Region segmentation data
★ ★ ★

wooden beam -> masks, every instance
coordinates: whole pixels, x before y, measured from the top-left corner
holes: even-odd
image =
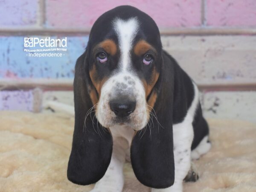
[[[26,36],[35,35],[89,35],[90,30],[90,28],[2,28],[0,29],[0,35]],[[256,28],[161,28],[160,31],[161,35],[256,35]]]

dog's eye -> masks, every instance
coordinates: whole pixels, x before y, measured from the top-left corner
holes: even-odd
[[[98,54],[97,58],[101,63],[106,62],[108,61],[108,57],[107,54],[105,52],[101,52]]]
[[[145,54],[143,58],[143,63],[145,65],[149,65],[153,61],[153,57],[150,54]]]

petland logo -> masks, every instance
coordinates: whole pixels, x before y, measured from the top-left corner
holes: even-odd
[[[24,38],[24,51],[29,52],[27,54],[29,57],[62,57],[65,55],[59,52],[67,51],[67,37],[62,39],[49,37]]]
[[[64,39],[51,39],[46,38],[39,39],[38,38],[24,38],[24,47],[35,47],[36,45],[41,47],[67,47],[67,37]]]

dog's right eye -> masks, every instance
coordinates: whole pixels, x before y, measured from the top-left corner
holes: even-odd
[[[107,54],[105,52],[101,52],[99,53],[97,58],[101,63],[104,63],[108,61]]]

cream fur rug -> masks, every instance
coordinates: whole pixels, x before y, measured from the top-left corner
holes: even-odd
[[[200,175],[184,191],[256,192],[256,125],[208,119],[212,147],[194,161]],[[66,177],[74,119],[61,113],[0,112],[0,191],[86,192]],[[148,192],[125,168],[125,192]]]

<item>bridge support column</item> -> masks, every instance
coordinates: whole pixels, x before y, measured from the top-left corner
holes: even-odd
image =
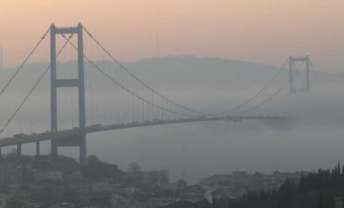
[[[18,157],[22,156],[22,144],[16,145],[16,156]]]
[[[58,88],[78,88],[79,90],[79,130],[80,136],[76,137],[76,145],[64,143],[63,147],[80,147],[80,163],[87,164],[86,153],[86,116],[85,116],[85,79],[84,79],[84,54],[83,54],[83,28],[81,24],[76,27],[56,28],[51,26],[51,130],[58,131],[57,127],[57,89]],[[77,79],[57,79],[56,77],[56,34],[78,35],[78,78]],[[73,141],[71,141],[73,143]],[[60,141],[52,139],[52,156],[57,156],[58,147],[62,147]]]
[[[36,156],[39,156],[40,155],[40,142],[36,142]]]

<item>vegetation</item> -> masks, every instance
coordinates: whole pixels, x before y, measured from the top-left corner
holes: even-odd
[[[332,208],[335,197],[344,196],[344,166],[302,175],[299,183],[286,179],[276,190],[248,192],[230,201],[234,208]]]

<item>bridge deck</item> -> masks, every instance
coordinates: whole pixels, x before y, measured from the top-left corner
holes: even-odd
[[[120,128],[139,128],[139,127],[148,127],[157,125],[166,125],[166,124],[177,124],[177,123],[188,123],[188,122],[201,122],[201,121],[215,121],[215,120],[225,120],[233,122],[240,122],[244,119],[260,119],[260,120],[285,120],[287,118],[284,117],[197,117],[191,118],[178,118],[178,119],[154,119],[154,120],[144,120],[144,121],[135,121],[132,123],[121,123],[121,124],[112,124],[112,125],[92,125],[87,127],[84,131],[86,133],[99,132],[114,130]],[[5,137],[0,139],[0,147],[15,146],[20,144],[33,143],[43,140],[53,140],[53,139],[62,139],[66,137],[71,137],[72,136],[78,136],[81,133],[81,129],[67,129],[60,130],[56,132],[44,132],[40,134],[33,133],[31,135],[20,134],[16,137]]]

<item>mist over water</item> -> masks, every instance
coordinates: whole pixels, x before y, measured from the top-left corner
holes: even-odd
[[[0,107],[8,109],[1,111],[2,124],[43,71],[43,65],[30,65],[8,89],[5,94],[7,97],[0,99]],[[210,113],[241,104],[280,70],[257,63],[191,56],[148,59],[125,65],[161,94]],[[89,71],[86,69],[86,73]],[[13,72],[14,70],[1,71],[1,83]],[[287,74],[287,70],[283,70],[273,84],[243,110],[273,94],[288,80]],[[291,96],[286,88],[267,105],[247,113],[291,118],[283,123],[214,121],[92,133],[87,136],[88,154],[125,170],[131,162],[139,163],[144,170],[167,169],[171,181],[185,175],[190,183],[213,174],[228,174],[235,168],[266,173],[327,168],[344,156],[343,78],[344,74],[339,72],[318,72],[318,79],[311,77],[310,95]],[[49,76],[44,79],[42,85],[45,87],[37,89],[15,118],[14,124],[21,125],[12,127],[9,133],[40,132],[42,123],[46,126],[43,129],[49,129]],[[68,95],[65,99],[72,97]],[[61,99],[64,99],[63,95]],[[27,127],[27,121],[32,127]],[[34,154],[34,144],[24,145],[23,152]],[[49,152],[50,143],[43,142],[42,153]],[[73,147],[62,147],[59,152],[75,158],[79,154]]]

★ ★ ★

◆ What you are asked to do: Show every line of the data above that contains the string "item", copying each line in full.

◆ Task response:
<item>bridge support column</item> -> masks, every instance
<item>vegetation</item> -> masks, every instance
<item>bridge deck</item> -> masks, every instance
<item>mist over water</item> -> masks, every instance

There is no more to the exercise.